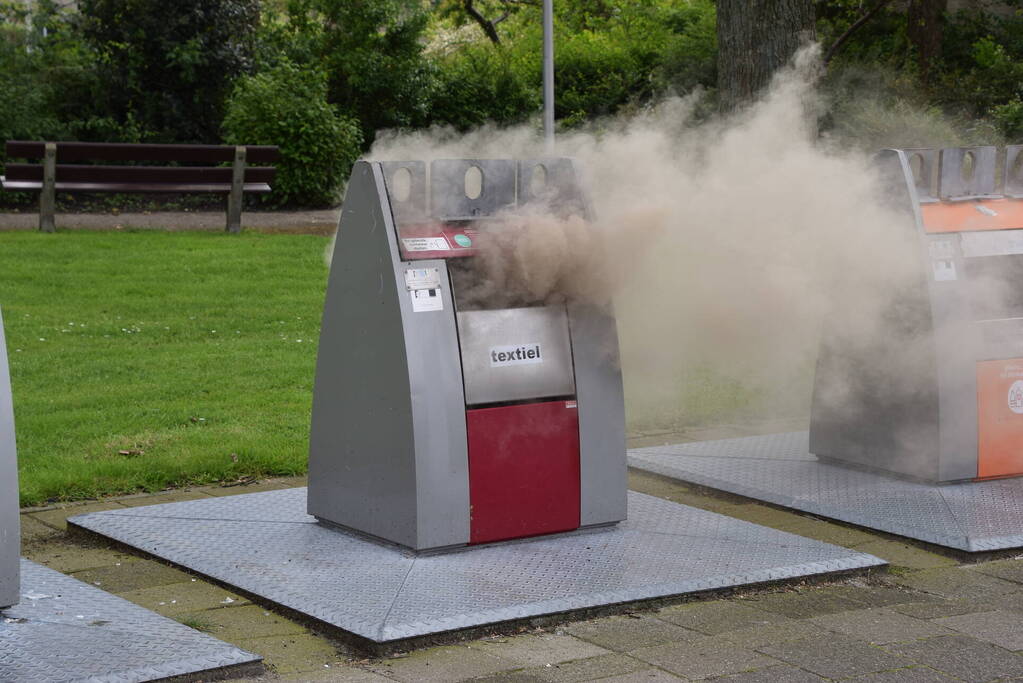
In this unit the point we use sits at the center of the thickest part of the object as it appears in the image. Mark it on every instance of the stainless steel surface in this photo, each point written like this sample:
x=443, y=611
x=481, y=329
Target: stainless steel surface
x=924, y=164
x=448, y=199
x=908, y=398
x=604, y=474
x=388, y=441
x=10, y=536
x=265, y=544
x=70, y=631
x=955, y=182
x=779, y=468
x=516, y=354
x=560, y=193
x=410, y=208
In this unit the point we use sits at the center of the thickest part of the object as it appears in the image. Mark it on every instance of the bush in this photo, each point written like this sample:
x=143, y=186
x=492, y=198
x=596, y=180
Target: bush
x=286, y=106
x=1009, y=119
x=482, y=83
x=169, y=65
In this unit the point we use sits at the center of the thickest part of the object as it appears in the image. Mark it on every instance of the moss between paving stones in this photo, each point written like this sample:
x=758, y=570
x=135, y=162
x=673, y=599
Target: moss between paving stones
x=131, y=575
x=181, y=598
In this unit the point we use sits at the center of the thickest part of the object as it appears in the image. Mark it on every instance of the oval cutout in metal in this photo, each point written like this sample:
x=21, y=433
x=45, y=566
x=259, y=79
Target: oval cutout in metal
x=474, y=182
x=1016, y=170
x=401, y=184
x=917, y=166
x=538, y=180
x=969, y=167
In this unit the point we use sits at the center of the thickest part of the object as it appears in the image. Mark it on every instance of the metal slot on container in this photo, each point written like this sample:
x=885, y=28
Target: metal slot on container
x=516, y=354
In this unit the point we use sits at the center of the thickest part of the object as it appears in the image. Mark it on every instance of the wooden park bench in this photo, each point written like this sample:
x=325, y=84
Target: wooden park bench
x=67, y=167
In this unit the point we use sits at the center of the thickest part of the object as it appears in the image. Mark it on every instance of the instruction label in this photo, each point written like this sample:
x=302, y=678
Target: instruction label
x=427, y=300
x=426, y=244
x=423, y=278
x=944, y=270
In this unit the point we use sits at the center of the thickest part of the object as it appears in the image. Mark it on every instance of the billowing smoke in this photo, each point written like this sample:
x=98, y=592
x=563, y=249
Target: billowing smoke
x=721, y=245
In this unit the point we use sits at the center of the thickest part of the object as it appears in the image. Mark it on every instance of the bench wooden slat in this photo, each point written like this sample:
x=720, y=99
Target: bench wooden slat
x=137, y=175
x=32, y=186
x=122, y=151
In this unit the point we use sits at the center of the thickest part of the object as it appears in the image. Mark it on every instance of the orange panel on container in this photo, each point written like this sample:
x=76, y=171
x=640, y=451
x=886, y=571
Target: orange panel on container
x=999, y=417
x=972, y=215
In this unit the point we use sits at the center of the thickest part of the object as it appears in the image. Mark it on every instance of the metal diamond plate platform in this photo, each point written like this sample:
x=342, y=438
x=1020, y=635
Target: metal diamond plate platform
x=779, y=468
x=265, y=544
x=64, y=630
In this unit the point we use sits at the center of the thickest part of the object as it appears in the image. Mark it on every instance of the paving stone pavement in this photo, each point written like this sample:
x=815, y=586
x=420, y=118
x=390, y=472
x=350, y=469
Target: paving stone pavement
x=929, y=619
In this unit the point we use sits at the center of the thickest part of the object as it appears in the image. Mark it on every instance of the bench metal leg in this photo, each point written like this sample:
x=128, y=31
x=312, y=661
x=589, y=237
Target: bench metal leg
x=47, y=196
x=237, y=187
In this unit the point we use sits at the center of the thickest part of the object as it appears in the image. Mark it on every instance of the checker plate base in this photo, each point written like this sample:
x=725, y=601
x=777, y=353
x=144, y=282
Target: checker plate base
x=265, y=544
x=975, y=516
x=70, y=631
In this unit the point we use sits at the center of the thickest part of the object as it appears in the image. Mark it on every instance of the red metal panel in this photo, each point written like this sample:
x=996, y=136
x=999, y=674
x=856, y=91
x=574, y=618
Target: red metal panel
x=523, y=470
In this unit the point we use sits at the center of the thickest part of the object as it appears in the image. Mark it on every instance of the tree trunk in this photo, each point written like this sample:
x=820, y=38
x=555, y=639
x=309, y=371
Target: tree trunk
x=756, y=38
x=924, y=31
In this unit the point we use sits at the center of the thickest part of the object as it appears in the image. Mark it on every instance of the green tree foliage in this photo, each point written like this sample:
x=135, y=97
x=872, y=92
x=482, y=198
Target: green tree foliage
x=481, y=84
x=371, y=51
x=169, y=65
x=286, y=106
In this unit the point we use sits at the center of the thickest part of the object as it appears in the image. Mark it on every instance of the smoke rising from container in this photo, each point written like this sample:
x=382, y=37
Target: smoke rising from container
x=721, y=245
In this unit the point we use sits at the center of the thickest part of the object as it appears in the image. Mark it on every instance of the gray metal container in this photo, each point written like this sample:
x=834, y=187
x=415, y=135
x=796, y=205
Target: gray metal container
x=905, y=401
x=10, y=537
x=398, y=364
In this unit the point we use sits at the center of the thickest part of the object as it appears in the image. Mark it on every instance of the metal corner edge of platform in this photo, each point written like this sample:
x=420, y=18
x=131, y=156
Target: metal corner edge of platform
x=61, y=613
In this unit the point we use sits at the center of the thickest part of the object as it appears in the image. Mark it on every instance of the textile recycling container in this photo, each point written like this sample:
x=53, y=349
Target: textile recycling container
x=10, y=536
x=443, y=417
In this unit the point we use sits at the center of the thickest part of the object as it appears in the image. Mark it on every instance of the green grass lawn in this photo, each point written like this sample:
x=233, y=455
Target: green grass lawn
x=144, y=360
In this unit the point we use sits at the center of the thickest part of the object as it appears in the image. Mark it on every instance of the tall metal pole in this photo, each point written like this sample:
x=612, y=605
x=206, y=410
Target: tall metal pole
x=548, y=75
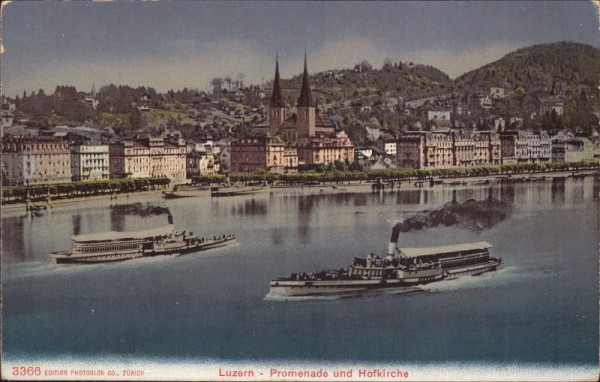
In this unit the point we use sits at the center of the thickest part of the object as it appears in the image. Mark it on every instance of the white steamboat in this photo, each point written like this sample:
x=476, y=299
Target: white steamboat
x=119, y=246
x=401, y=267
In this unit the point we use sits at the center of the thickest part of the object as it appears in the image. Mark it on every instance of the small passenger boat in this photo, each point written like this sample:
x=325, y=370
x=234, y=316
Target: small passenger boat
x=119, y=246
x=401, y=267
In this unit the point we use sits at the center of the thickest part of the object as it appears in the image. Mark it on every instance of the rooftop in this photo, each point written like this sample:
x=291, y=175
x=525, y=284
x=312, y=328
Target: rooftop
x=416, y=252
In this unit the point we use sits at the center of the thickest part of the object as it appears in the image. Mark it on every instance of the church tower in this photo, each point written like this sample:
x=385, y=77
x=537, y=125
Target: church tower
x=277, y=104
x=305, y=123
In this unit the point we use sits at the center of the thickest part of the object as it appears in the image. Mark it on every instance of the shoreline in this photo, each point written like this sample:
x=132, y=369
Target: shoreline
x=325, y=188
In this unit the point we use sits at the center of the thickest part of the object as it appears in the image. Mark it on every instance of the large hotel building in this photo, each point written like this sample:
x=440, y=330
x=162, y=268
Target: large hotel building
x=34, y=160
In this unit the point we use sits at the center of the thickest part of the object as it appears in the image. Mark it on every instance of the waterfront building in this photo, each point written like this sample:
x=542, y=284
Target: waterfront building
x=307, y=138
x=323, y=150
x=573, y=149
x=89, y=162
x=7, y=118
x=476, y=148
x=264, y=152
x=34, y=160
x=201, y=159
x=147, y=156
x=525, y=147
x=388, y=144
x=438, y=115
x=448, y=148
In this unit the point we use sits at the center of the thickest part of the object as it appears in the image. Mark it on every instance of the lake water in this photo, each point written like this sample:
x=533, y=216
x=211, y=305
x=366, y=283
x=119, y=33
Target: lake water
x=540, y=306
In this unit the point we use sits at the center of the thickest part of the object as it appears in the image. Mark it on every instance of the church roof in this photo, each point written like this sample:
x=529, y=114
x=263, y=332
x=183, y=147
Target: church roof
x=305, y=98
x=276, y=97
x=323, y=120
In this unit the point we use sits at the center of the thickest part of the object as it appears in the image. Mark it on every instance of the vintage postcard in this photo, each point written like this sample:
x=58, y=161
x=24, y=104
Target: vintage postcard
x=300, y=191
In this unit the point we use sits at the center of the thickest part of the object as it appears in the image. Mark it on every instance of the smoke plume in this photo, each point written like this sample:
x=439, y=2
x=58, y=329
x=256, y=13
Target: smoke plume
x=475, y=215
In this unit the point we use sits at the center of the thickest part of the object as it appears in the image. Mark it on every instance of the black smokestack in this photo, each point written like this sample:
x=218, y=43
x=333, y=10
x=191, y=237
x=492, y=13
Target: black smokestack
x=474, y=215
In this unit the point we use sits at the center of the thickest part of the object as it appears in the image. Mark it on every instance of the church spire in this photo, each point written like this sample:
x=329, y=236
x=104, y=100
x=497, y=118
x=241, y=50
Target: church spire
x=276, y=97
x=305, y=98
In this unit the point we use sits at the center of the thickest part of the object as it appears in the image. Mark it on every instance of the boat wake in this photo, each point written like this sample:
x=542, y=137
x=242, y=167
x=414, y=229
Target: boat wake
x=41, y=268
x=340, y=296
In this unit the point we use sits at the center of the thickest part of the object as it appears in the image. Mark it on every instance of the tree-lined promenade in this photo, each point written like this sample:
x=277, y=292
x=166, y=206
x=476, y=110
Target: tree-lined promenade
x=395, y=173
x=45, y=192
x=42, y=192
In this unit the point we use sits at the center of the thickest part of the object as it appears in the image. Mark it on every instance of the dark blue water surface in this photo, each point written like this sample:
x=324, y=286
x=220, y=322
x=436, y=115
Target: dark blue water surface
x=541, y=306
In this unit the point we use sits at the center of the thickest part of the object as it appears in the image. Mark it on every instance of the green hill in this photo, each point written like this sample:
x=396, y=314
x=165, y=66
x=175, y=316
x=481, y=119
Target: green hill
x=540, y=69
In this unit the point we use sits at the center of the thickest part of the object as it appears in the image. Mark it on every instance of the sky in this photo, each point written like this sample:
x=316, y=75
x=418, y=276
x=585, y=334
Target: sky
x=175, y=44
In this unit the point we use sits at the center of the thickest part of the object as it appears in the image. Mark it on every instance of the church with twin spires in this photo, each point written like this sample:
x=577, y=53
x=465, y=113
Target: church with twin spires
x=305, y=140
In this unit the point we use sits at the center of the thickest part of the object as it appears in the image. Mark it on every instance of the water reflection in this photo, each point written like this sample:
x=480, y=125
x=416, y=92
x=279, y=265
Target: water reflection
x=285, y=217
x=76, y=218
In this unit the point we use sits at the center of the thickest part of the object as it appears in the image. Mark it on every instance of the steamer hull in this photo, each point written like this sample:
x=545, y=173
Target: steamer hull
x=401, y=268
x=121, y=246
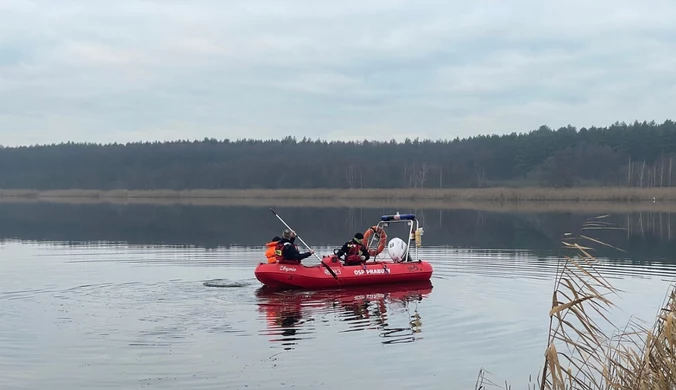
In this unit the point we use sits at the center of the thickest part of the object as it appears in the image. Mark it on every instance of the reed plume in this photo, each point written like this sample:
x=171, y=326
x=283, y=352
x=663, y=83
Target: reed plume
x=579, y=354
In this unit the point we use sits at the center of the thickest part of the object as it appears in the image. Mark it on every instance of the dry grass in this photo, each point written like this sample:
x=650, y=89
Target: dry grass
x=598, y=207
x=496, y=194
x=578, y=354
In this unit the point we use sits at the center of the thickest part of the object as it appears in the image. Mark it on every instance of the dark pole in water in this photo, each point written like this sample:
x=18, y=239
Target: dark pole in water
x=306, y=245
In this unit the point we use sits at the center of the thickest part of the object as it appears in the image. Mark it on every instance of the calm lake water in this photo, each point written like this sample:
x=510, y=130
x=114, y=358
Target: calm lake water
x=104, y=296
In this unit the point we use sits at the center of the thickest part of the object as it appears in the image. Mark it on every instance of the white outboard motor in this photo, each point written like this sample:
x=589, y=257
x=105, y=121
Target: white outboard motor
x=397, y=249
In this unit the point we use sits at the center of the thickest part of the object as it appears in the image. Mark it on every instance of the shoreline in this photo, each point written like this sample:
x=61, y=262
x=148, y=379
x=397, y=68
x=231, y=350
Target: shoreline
══════════════════════════════
- [PROBLEM DETAILS] Transcribe the entries above word for word. Begin at the line that contains "the water reflection", and stop after the line that contains "x=121, y=246".

- [ANSWER FOR THE TASK]
In this unit the point we use sits at the center of the thickest part of the object as it appears in the image. Mark it on every instance of the water reflection in this photo, each point written like this sample:
x=480, y=125
x=416, y=92
x=279, y=265
Target: water reflection
x=285, y=217
x=76, y=218
In this unit the point we use sits at the center of the thickest part of the object as it appears in the image. Mark it on every instance of the steamer hull in this photo, each point written like this sample:
x=545, y=173
Target: steamer hull
x=401, y=268
x=121, y=246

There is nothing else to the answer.